#### SET PROBLEM
Revise the entries below, replacing every occurrence of "outer ring" with "exterior ring" and leaving everything else as it is.

○ ○ ○ ○ ○ ○ ○

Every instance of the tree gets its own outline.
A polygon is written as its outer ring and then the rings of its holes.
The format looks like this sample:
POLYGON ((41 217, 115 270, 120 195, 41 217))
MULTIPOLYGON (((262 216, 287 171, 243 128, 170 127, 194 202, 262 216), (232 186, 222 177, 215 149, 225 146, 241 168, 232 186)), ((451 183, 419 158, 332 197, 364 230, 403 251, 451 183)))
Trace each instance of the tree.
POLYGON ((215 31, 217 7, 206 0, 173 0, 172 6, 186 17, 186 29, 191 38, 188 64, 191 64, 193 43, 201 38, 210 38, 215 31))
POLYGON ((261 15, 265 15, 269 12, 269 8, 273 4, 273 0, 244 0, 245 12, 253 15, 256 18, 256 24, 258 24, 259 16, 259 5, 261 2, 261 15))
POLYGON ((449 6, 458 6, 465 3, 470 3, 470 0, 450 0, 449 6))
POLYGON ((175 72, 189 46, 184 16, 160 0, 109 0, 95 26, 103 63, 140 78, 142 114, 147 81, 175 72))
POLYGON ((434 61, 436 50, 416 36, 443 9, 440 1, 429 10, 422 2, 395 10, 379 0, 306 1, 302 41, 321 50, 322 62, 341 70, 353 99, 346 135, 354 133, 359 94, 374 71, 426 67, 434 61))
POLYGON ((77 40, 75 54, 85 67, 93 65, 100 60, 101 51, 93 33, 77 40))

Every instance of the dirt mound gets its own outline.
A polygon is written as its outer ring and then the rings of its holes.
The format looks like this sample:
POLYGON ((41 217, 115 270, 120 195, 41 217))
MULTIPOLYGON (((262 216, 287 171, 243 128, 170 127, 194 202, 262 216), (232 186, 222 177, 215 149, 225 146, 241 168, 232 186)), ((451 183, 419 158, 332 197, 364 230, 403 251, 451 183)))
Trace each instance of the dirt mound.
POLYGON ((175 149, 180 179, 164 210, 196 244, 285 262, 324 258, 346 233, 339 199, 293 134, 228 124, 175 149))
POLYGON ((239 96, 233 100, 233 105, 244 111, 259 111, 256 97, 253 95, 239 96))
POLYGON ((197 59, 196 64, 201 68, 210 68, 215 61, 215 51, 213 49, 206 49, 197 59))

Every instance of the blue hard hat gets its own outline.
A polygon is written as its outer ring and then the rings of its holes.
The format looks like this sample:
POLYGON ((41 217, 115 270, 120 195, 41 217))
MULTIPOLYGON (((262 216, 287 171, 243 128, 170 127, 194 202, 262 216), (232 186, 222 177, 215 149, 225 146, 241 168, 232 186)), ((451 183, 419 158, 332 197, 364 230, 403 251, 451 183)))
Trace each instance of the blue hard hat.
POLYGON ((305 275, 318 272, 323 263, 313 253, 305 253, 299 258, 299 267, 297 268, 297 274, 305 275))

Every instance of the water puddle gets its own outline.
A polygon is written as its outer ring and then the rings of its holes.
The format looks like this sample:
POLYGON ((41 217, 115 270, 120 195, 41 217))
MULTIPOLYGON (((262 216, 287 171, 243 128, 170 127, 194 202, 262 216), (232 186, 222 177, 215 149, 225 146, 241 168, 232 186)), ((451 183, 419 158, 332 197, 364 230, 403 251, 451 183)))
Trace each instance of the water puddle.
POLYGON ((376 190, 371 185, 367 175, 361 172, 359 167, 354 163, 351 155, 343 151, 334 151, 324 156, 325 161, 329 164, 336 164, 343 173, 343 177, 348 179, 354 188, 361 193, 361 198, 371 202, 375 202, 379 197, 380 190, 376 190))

○ ○ ○ ○ ○ ○ ○

#### RESPONSE TO THIS TASK
Every instance of the tree gets its own outline.
A polygon is written as its exterior ring and then the rings of its holes.
The format looks like this sample:
POLYGON ((41 217, 115 270, 120 195, 41 217))
MULTIPOLYGON (((262 216, 287 171, 243 128, 170 127, 194 202, 262 216), (232 186, 222 177, 215 149, 225 146, 241 168, 232 186)), ((451 183, 419 158, 332 197, 364 230, 403 251, 451 183)))
Trace each instance of the tree.
POLYGON ((215 31, 217 7, 206 0, 173 0, 172 6, 186 17, 186 29, 191 38, 188 64, 191 64, 193 43, 201 38, 210 38, 215 31))
POLYGON ((261 15, 265 15, 269 12, 269 8, 273 4, 273 0, 244 0, 245 12, 253 15, 256 18, 256 24, 258 24, 259 16, 259 5, 261 2, 261 15))
POLYGON ((449 6, 458 6, 465 3, 470 3, 470 0, 450 0, 449 6))
POLYGON ((175 72, 189 46, 184 16, 160 0, 109 0, 95 26, 103 63, 140 78, 142 114, 147 81, 175 72))
POLYGON ((434 61, 436 50, 416 36, 443 9, 440 1, 429 10, 422 2, 395 10, 379 0, 306 1, 302 41, 321 50, 322 62, 341 70, 353 99, 346 135, 354 133, 359 94, 374 71, 426 67, 434 61))
POLYGON ((77 40, 75 54, 85 67, 93 65, 100 60, 101 51, 93 33, 77 40))

Every instance of the dirt mound gets its own outline.
A polygon is written as its exterior ring and then the rings of its holes.
The format looks like this sample:
POLYGON ((41 217, 115 270, 120 195, 41 217))
MULTIPOLYGON (((262 216, 287 171, 243 128, 170 127, 194 202, 262 216), (232 186, 222 177, 215 149, 225 146, 241 168, 232 186)), ((451 183, 419 158, 332 197, 364 230, 403 251, 451 183)))
Trace each instance of the dirt mound.
POLYGON ((175 149, 180 179, 164 210, 196 244, 285 262, 324 258, 346 233, 339 199, 293 134, 228 124, 175 149))
POLYGON ((239 96, 233 100, 233 105, 244 111, 259 111, 256 97, 253 95, 239 96))
POLYGON ((197 59, 196 64, 201 68, 210 68, 215 61, 215 51, 213 49, 206 49, 197 59))

Every instance of the blue hard hat gets its own outline.
A polygon is written as its exterior ring and then the rings of its holes.
The format looks like this sample:
POLYGON ((41 217, 115 270, 120 195, 41 217))
MULTIPOLYGON (((262 216, 287 171, 243 128, 170 127, 194 202, 262 216), (232 186, 222 177, 215 149, 225 146, 241 168, 232 186)), ((451 183, 419 158, 332 197, 364 230, 403 251, 451 183)))
Trace each instance of the blue hard hat.
POLYGON ((305 275, 318 272, 323 263, 313 253, 305 253, 299 258, 299 267, 297 268, 297 274, 305 275))

Every instance of the water puddle gets its own outline.
A polygon is written as its exterior ring and then the rings of its holes.
The format looks like this sample:
POLYGON ((41 217, 115 270, 120 195, 41 217))
MULTIPOLYGON (((262 216, 287 171, 243 128, 170 127, 194 202, 262 216), (232 186, 222 177, 215 149, 225 146, 241 168, 232 186)), ((451 183, 419 158, 332 197, 364 230, 403 251, 451 183)))
Trace each instance of the water puddle.
POLYGON ((376 190, 371 185, 367 175, 361 172, 359 167, 354 163, 351 155, 343 151, 334 151, 324 156, 325 161, 329 164, 336 164, 343 173, 343 177, 348 179, 354 188, 361 193, 361 198, 371 202, 375 202, 379 197, 380 190, 376 190))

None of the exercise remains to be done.